The problem
Retype the entries below from the line with "Given the scene depicted in the image, detect the spare tire." to the line with "[1425,397,1452,446]", both of those lines included, without changing a single character.

--- --- ---

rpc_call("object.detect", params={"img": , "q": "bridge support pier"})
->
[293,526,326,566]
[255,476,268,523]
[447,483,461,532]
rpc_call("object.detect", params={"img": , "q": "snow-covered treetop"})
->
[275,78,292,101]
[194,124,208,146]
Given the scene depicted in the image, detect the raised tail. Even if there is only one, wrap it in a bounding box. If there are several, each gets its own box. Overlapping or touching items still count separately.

--- --- ---

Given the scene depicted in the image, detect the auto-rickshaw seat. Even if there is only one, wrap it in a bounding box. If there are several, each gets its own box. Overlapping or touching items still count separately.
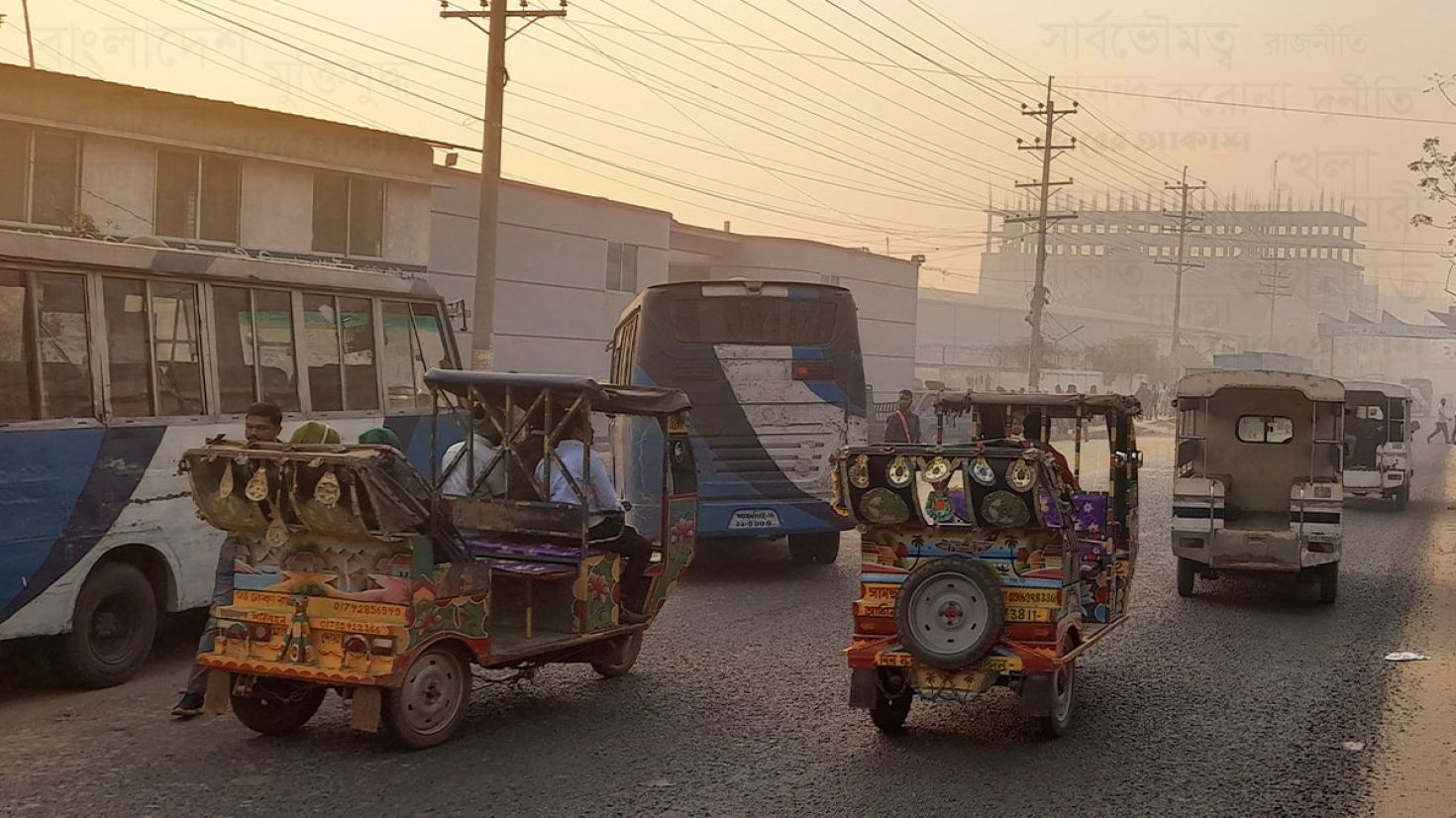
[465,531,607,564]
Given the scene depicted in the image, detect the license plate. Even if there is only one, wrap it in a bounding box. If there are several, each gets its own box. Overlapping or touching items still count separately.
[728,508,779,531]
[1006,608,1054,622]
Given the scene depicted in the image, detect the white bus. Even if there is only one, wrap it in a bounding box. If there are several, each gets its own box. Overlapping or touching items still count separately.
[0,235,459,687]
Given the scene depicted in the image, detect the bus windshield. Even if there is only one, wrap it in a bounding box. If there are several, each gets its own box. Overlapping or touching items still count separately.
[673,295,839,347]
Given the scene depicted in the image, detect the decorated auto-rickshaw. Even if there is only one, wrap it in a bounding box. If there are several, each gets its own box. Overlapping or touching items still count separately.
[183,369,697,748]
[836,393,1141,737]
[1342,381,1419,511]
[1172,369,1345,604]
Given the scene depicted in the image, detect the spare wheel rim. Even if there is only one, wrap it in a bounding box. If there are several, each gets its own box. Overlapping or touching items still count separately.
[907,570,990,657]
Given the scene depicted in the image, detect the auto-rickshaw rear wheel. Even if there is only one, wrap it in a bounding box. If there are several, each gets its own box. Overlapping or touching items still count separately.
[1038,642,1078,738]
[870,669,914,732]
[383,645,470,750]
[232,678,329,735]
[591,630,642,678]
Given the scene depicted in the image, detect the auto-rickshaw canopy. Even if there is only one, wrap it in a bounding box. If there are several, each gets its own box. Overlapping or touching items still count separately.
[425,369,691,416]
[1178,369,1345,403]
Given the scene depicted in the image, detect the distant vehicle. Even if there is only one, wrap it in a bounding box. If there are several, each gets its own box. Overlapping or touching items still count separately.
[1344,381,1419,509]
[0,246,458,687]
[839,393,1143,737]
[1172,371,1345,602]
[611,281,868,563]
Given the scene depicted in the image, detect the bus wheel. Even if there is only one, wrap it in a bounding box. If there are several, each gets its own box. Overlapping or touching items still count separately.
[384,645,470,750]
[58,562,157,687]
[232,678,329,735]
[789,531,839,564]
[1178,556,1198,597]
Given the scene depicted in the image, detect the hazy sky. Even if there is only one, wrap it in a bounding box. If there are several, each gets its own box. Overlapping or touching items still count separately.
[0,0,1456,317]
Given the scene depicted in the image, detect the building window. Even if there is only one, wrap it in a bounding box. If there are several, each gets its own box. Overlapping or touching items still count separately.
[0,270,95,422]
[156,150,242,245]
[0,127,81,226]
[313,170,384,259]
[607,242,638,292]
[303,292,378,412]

--- --- ---

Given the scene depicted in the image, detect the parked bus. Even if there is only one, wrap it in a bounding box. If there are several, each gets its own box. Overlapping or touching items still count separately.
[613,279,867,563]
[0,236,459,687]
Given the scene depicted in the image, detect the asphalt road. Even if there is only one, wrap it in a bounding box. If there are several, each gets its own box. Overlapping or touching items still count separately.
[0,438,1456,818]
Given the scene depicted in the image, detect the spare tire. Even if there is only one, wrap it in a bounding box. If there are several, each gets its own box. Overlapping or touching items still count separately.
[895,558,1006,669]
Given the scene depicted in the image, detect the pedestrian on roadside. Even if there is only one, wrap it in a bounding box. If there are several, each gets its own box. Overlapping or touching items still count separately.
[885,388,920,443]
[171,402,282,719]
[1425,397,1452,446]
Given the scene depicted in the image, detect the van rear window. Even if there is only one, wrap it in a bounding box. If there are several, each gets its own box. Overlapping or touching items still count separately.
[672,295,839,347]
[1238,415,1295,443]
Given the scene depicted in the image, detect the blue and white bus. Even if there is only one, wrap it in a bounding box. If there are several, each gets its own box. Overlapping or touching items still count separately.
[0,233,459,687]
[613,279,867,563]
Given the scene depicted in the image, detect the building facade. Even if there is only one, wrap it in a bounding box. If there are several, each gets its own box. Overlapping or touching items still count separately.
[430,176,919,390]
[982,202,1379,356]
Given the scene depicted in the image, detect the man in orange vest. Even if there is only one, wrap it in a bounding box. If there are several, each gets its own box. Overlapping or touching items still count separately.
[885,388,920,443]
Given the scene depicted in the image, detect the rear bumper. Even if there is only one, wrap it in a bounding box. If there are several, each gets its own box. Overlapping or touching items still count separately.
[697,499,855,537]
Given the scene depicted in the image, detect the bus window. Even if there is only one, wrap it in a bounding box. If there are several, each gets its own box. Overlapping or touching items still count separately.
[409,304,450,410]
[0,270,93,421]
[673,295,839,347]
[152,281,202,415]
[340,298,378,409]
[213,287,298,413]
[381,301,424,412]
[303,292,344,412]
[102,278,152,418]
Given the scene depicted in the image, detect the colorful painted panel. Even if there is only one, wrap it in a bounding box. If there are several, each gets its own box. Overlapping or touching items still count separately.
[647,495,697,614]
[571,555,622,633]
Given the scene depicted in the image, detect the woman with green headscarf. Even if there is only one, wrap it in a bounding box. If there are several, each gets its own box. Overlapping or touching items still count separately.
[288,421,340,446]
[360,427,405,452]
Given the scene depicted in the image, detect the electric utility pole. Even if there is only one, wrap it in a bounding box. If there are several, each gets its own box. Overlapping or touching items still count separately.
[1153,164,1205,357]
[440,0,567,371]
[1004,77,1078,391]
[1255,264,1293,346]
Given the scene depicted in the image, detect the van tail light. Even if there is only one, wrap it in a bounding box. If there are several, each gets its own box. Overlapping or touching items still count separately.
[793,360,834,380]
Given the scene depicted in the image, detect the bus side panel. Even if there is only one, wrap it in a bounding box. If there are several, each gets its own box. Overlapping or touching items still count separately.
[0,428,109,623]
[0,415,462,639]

--- --- ---

Result of the task
Given the scene depicted in the image, detect the spare tire. Even if there is only one, wrap it in a bounding box. If there are several, each gets its own box. Overlapping or touching items still count separately.
[895,558,1006,669]
Given the scene depicted in the image, detect the pedestrian on roadside. Even if there is only one, wrap it in a bounding box. If there are several, each gets its own box. Overlapping or touching items still count separately.
[885,388,920,443]
[171,402,282,719]
[1425,397,1452,446]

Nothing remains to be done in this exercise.